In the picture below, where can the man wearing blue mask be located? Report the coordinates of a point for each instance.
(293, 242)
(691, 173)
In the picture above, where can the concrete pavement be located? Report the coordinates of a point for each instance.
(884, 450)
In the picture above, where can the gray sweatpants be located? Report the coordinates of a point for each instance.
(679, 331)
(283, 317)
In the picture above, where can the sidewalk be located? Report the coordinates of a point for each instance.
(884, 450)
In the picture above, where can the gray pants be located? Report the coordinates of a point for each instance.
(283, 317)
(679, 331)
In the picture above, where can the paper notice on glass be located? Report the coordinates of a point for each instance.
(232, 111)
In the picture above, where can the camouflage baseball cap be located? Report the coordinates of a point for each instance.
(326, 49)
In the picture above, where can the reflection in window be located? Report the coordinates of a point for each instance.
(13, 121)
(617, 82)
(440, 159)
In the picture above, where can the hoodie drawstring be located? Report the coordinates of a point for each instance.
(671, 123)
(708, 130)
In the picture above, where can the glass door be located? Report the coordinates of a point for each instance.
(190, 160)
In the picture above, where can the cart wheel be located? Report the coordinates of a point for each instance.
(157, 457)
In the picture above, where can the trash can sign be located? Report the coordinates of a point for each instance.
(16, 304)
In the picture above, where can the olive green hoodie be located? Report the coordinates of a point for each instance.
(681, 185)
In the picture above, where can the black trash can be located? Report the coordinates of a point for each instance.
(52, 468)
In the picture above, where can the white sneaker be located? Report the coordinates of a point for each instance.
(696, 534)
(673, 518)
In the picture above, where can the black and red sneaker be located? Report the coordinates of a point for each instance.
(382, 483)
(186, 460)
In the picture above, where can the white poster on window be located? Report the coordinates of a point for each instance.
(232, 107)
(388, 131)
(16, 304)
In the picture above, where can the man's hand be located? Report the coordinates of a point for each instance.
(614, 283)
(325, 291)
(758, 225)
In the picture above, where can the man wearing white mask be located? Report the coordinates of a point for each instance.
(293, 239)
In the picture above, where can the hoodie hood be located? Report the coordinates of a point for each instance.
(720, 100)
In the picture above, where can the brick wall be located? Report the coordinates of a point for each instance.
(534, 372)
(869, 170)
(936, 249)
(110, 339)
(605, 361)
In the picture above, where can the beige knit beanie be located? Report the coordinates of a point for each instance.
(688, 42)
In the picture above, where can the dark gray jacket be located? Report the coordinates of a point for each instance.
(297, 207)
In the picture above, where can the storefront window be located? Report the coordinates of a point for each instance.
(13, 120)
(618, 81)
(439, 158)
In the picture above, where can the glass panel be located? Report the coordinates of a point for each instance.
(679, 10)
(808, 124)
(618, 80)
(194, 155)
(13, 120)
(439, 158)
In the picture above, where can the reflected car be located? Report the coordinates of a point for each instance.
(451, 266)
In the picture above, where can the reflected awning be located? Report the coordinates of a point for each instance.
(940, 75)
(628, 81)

Task prompt
An exact repeat of the lines from the one containing "In the picture above, where can the black and" through the final line of the entries is the whole answer.

Answer space
In the picture above, where can the black and red sneaker be located? Report the coordinates of a point for each instance.
(382, 483)
(186, 460)
In the picture above, where can the white poster on window be located? Report the coordinates of a point for each instance.
(232, 107)
(388, 131)
(16, 304)
In the picture above, where can the man's hand be located? Report the coordinates of a point for each instance.
(614, 283)
(325, 291)
(758, 225)
In the picture above, where can the man wearing white mask be located? Report the coordinates of a point for each instance.
(293, 239)
In the picture above, where can the hoodie hood be located? Report the coordinates of a point for each instance.
(720, 100)
In the picture above, where can the brick wall be located? Report the coordinates of a point for each instance.
(534, 372)
(869, 170)
(936, 249)
(110, 339)
(605, 361)
In the picture above, where can the beige knit beanie be located? Report the coordinates of a point for each instance.
(688, 42)
In the picture above, where can the dark gray jacket be located? Report the coordinates of a point for each instance.
(297, 207)
In the picture above, where can the storefront window be located? Report the coordinates of a point for each instance.
(13, 120)
(618, 81)
(439, 158)
In the picture above, where can the glass panel be located? Report the coordinates of a point for each instance.
(679, 10)
(808, 124)
(618, 80)
(194, 155)
(13, 120)
(439, 158)
In the picture above, where can the reflected car be located? Report the coordinates of a point for each instance.
(451, 266)
In the picture above, where can the reflected awning be located? Report the coordinates of a point for each instance.
(940, 75)
(628, 81)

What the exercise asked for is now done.